Written request 1
According to the news excerpt, how much money does Bush want to fund the wars in Iraq and Afghanistan?
Written request 2
List every person named in the news excerpt.

Source excerpt
------------------------------------------------------------------------

Tuesday’s declassification came as the Democratic-led congress prepared to approve funding for the war, which polls show a majority of Americans oppose.
 
Bush wants nearly $100 bn to fund the wars in Iraq and Afghanistan.
 
The House of Representatives is expected to vote on Thursday, before sending the bill to the senate for final passage of the measure that will bring total war spending to more than $500 bn since late 2001.
 
Urging Americans to stay alert, Bush cited the newly-released information saying that al-Qaeda leader Osama bin Laden in 2005 ordered a cell to be set up in Iraq to plot attacks on US targets.
 
‘Eye of a storm’
 
Further evidence was shown linking bin Laden to Abu Musab al-Zarqawi, the former head of Iraq’s al-Qaeda wing who was killed in a US air strike in June 2006.

------------------------------------------------------------------------

Given data

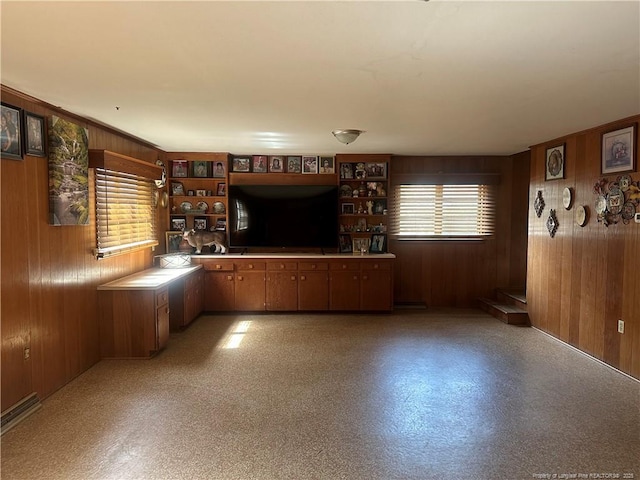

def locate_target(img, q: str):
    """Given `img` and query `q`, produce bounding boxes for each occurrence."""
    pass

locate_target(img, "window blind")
[391,185,495,240]
[95,168,158,258]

------------------------------------------------------------------------

Expected answer 1
Nearly $100 bn.

Expected answer 2
Bush, Osama bin Laden, Abu Musab al-Zarqawi